--- START ---

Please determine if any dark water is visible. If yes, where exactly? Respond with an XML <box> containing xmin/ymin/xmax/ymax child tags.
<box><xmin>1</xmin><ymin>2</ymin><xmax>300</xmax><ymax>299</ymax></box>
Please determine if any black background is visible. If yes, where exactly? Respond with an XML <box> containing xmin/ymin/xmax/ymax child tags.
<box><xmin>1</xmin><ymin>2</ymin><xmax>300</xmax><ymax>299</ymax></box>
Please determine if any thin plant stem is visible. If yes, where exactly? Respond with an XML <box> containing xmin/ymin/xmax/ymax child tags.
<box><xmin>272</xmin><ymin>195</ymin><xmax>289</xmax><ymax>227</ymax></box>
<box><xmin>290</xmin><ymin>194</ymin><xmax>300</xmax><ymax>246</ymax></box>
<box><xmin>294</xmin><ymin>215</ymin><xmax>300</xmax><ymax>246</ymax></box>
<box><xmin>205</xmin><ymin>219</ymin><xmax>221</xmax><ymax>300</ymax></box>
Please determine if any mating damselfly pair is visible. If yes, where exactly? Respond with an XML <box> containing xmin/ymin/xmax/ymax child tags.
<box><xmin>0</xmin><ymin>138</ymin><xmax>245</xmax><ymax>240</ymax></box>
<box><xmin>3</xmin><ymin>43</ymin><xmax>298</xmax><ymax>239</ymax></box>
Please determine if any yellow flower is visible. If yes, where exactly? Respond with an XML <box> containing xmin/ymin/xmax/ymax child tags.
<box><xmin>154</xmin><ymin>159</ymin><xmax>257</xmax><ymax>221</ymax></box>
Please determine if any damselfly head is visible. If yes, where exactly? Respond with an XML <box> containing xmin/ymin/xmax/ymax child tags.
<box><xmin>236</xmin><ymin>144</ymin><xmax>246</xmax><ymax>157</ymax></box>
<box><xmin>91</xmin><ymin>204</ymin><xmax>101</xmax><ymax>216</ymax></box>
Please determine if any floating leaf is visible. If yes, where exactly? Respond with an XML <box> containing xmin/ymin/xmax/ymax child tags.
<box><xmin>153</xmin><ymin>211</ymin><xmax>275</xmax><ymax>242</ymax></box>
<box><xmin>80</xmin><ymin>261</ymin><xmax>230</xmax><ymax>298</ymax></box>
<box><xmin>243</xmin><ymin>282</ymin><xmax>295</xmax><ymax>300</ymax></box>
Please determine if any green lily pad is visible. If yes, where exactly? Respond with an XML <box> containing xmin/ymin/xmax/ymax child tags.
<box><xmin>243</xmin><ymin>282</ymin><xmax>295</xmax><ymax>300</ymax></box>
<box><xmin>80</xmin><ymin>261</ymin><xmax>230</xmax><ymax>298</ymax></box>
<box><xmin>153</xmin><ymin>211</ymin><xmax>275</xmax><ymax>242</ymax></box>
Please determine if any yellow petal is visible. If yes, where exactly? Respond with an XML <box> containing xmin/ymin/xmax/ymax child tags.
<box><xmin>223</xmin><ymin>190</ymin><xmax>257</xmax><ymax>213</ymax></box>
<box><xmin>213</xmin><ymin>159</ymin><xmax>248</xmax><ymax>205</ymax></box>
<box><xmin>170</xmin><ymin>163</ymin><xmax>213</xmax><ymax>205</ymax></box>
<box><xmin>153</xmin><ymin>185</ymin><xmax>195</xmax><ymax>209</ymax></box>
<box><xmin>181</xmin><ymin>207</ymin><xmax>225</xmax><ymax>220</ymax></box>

--- END ---

▸ WHAT YOU HAVE TO DO: Going through the material above, reproduce every line exactly.

▸ RESPONSE TO THIS TASK:
Please determine if any dark water is visible. If yes, where exactly? Respond with an XML <box> containing xmin/ymin/xmax/ymax child tags.
<box><xmin>1</xmin><ymin>2</ymin><xmax>300</xmax><ymax>299</ymax></box>
Please determine if any black background is visible. If yes, where exactly? Respond with an XML <box> containing xmin/ymin/xmax/ymax child tags.
<box><xmin>1</xmin><ymin>2</ymin><xmax>300</xmax><ymax>299</ymax></box>
Please determine if any thin plant stem is visible. If yes, where exactly? Respond with an XML <box> containing xmin/ymin/xmax/ymax child tags.
<box><xmin>272</xmin><ymin>195</ymin><xmax>289</xmax><ymax>227</ymax></box>
<box><xmin>290</xmin><ymin>194</ymin><xmax>300</xmax><ymax>246</ymax></box>
<box><xmin>294</xmin><ymin>215</ymin><xmax>300</xmax><ymax>246</ymax></box>
<box><xmin>205</xmin><ymin>219</ymin><xmax>221</xmax><ymax>300</ymax></box>
Please determine if any mating damselfly pair is visible. If yes, where exactly? Respond with an XML <box> containing xmin/ymin/xmax/ymax child tags.
<box><xmin>0</xmin><ymin>138</ymin><xmax>245</xmax><ymax>240</ymax></box>
<box><xmin>3</xmin><ymin>43</ymin><xmax>298</xmax><ymax>239</ymax></box>
Please determine if any yellow flower is visible. If yes, where exactly? Respond with an XML <box> containing xmin/ymin/xmax/ymax child tags.
<box><xmin>154</xmin><ymin>159</ymin><xmax>257</xmax><ymax>221</ymax></box>
Please determine if any damselfly head is visible. If yes, where exactly? Respond with an XML <box> containing xmin/ymin/xmax/ymax child tags.
<box><xmin>236</xmin><ymin>144</ymin><xmax>246</xmax><ymax>157</ymax></box>
<box><xmin>91</xmin><ymin>204</ymin><xmax>101</xmax><ymax>216</ymax></box>
Please determine if any floating leaf is visible. If yes, where exactly? Respond with an XML <box> containing xmin/ymin/xmax/ymax child tags.
<box><xmin>153</xmin><ymin>211</ymin><xmax>275</xmax><ymax>242</ymax></box>
<box><xmin>80</xmin><ymin>261</ymin><xmax>230</xmax><ymax>298</ymax></box>
<box><xmin>243</xmin><ymin>282</ymin><xmax>295</xmax><ymax>300</ymax></box>
Please determine if any green lily pad is visible. If yes, where exactly? Respond with an XML <box> containing xmin/ymin/xmax/ymax child tags.
<box><xmin>243</xmin><ymin>282</ymin><xmax>295</xmax><ymax>300</ymax></box>
<box><xmin>80</xmin><ymin>261</ymin><xmax>230</xmax><ymax>298</ymax></box>
<box><xmin>153</xmin><ymin>211</ymin><xmax>275</xmax><ymax>242</ymax></box>
Please determine if any yellow petal is visible. If yes, where exactly? Respond with an XML <box> containing xmin/ymin/xmax/ymax child tags.
<box><xmin>223</xmin><ymin>190</ymin><xmax>257</xmax><ymax>213</ymax></box>
<box><xmin>213</xmin><ymin>159</ymin><xmax>248</xmax><ymax>205</ymax></box>
<box><xmin>170</xmin><ymin>163</ymin><xmax>213</xmax><ymax>205</ymax></box>
<box><xmin>153</xmin><ymin>185</ymin><xmax>195</xmax><ymax>209</ymax></box>
<box><xmin>181</xmin><ymin>207</ymin><xmax>225</xmax><ymax>220</ymax></box>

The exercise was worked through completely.